◆ Task prompt ◆
Without changing anything, transcribe all of the entries.

◆ Data supplied ◆
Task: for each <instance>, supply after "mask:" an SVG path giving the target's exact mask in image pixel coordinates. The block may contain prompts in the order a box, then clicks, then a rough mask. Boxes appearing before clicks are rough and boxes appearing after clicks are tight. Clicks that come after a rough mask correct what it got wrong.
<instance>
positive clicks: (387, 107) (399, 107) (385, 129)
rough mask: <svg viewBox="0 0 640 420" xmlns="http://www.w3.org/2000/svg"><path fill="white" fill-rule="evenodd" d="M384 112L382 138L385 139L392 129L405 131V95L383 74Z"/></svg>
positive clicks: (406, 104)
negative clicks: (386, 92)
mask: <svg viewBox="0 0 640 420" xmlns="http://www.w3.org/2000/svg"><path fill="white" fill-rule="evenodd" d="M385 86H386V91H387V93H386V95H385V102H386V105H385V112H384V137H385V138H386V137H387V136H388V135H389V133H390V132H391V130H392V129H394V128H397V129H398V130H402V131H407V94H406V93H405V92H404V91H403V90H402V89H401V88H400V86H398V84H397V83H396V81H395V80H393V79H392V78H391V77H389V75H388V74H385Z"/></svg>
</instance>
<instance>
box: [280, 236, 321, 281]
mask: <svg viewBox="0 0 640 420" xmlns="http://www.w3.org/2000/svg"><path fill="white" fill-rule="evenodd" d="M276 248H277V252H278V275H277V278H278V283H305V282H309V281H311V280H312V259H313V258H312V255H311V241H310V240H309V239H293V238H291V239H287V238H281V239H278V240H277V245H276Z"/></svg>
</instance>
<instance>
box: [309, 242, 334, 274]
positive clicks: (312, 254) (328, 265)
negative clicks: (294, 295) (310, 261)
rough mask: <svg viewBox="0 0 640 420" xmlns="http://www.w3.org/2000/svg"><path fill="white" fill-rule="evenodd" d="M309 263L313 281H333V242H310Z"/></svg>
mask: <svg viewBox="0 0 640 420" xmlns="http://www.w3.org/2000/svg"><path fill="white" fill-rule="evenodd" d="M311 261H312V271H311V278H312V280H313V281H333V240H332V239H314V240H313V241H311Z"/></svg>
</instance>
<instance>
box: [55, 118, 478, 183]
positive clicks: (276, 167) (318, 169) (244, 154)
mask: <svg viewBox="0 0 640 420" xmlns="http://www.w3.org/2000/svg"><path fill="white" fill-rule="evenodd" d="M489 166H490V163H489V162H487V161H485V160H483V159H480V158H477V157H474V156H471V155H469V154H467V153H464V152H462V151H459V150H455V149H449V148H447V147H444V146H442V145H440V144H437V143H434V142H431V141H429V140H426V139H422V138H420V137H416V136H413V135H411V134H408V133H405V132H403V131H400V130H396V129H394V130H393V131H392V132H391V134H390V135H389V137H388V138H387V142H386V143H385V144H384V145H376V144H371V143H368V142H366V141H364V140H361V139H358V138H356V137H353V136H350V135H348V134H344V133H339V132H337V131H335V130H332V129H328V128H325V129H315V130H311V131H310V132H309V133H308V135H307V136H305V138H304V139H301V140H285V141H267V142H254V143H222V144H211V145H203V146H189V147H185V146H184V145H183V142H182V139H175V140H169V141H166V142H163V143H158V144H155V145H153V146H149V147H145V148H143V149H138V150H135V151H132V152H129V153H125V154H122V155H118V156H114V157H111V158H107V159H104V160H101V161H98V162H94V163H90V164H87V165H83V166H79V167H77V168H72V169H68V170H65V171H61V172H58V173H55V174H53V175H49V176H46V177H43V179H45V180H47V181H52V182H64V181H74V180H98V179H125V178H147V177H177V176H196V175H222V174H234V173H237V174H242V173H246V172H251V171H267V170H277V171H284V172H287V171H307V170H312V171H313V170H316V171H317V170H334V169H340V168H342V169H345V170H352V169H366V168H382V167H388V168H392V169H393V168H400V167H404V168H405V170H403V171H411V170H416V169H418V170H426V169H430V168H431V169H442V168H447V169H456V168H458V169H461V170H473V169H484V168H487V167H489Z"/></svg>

◆ Written solution ◆
Task: for each <instance>, supply after "mask:" an SVG path giving the target's exact mask in image pixel coordinates. The block may contain prompts in the order a box, then clicks, then a rough mask. Boxes appearing before clicks are rough and boxes appearing after clicks are tight. Clicks that come after a rough mask correct what it got wrong.
<instance>
positive clicks: (387, 107) (399, 107) (385, 129)
rough mask: <svg viewBox="0 0 640 420" xmlns="http://www.w3.org/2000/svg"><path fill="white" fill-rule="evenodd" d="M384 112L382 138L385 139L392 129L405 131V95L383 74Z"/></svg>
positive clicks: (406, 104)
negative clicks: (386, 92)
mask: <svg viewBox="0 0 640 420" xmlns="http://www.w3.org/2000/svg"><path fill="white" fill-rule="evenodd" d="M385 86H386V91H387V93H386V95H385V102H386V105H385V112H384V137H385V138H386V137H387V136H388V135H389V133H390V132H391V130H392V129H394V128H397V129H398V130H402V131H407V94H406V93H405V92H404V91H403V90H402V89H401V88H400V86H398V84H397V83H396V81H395V80H393V79H392V78H391V77H389V75H388V74H385Z"/></svg>
</instance>
<instance>
box: [280, 236, 321, 281]
mask: <svg viewBox="0 0 640 420" xmlns="http://www.w3.org/2000/svg"><path fill="white" fill-rule="evenodd" d="M276 248H277V252H278V275H277V278H278V283H305V282H309V281H311V280H312V259H313V258H312V255H311V241H310V240H309V239H293V238H291V239H287V238H281V239H278V240H277V245H276Z"/></svg>
</instance>
<instance>
box: [309, 242, 334, 274]
positive clicks: (312, 254) (328, 265)
negative clicks: (294, 295) (310, 261)
rough mask: <svg viewBox="0 0 640 420" xmlns="http://www.w3.org/2000/svg"><path fill="white" fill-rule="evenodd" d="M309 263L313 281H333V242H310Z"/></svg>
mask: <svg viewBox="0 0 640 420" xmlns="http://www.w3.org/2000/svg"><path fill="white" fill-rule="evenodd" d="M311 261H312V271H311V278H312V280H313V281H333V240H332V239H314V240H313V241H311Z"/></svg>
</instance>
<instance>
box: [55, 118, 478, 183]
positive clicks: (276, 167) (318, 169) (244, 154)
mask: <svg viewBox="0 0 640 420" xmlns="http://www.w3.org/2000/svg"><path fill="white" fill-rule="evenodd" d="M489 166H490V163H489V162H487V161H485V160H483V159H480V158H477V157H474V156H471V155H469V154H467V153H464V152H462V151H459V150H455V149H449V148H447V147H444V146H442V145H440V144H437V143H434V142H431V141H429V140H426V139H422V138H420V137H416V136H413V135H411V134H408V133H405V132H403V131H400V130H396V129H394V130H393V131H392V132H391V134H390V135H389V137H388V138H387V142H386V143H385V144H384V145H376V144H371V143H368V142H366V141H364V140H361V139H358V138H356V137H353V136H350V135H348V134H344V133H339V132H337V131H335V130H332V129H328V128H325V129H315V130H311V131H310V132H309V133H308V135H307V136H305V138H304V139H301V140H285V141H267V142H254V143H222V144H211V145H203V146H189V147H185V146H184V145H183V142H182V139H175V140H169V141H166V142H163V143H158V144H155V145H153V146H149V147H145V148H143V149H138V150H135V151H132V152H129V153H125V154H122V155H118V156H114V157H111V158H107V159H104V160H101V161H98V162H94V163H90V164H87V165H83V166H79V167H77V168H72V169H68V170H65V171H61V172H58V173H55V174H53V175H49V176H46V177H43V179H45V180H47V181H52V182H64V181H74V180H98V179H125V178H147V177H177V176H196V175H222V174H234V173H237V174H242V173H246V172H251V171H267V170H277V171H284V172H287V171H307V170H312V171H313V170H316V171H317V170H334V169H340V168H342V169H345V170H352V169H366V168H382V167H388V168H392V169H393V168H400V167H404V168H405V170H403V171H411V170H416V169H418V170H426V169H430V168H431V169H442V168H447V169H456V168H458V169H461V170H473V169H484V168H487V167H489Z"/></svg>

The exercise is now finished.